> _Apply what you read_:
1. Quote the conduct violations passage from "Good judgment, honesty, and" to "on other applications).".
2. For each statement, decide whether it agrees with the conduct violations passage, and answer yes or no with the deciding words of the passage quoted exactly. (a) The misdemeanor question excludes convictions for which probation has been completed and the case dismissed by the court. (b) An applicant must disclose a felony arrest in which the charges were later dropped. (c) The additional question asks about actions taken by any college or medical school.

> _Document passage_:
*** Begin section ***
Conduct Violations

Good judgment, honesty, and integrity are important qualities of prospective health care professionals. For that reason the American Medical College Application Service (AMCAS) includes the following question on their application (additional questions may also be found on other applications).

Felony Convictions

“Have you ever been convicted of, or pleaded guilty or no contest to, a Felony crime, excluding 1) any offense for which you were adjudicated as a juvenile, or 2) convictions which have been expunged or sealed by a court (in states where applicable)?”

You need NOT disclose any instance where you:

  • were arrested but not charged;
  • were arrested and charged, but the charges were dropped;
  • were arrested and charged, but found not guilty by a judge or jury;
  • were arrested and found guilty by a judge or jury, but the conviction was overturned on appeal; or
  • received an executive pardon.

Misdemeanor Conviction

"Have you ever been convicted of, or pleaded guilty or no contest to, a Misdemeanor crime, excluding 1) any offense for which you were adjudicated as a juvenile, 2) any convictions which have been expunged or sealed by a court, or 3) any misdemeanor convictions for which any probation has been completed and the case dismissed by the court (in states where applicable)?"

You need NOT disclose any instance where you:

  • were arrested, but not charged;
  • were arrested and charged, but the charges were dropped;
  • were arrested and charged, but found not guilty by a judge or jury;
  • were arrested and found guilty by a judge or jury, but the conviction was overturned on appeal; or
  • received an executive pardon.

Additional Question

“Were you ever the recipient of any action (e.g., dismissal, disqualification, suspension, etc.) by any college or medical school for unacceptable academic performance or conduct violations?”
*** End section ***
Photo-based referring expression rows
*** Begin section ***
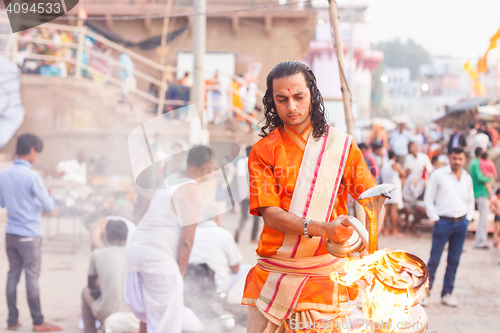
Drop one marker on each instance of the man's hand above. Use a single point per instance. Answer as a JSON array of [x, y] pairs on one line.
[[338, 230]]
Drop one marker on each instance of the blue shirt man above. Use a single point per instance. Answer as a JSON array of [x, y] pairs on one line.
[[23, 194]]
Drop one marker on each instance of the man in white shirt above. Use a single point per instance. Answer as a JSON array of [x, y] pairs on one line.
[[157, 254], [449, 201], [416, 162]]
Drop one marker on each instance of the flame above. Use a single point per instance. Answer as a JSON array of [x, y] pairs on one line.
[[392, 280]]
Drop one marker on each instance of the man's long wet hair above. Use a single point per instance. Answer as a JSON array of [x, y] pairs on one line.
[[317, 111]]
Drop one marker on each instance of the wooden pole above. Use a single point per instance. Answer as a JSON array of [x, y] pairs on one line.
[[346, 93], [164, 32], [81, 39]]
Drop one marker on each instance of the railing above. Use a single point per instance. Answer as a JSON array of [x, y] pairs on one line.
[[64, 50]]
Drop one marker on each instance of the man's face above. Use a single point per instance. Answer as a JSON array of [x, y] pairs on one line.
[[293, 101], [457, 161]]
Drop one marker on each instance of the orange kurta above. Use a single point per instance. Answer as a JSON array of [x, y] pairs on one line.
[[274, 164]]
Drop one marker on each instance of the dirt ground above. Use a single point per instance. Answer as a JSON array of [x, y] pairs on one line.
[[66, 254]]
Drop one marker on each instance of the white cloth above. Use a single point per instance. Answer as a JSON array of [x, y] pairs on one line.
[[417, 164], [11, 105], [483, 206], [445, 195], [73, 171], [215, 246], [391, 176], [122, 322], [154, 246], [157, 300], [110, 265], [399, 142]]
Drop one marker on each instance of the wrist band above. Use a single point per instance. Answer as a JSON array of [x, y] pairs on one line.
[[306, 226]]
*** End section ***
> _Solved problems_:
1.
Good judgment, honesty, and integrity are important qualities of prospective health care professionals. For that reason the American Medical College Application Service (AMCAS) includes the following question on their application (additional questions may also be found on other applications).

2.
(a) Yes: "any misdemeanor convictions for which any probation has been completed and the case dismissed by the court"
(b) No: "You need NOT disclose any instance where you:" … "were arrested and charged, but the charges were dropped"
(c) Yes: "by any college or medical school"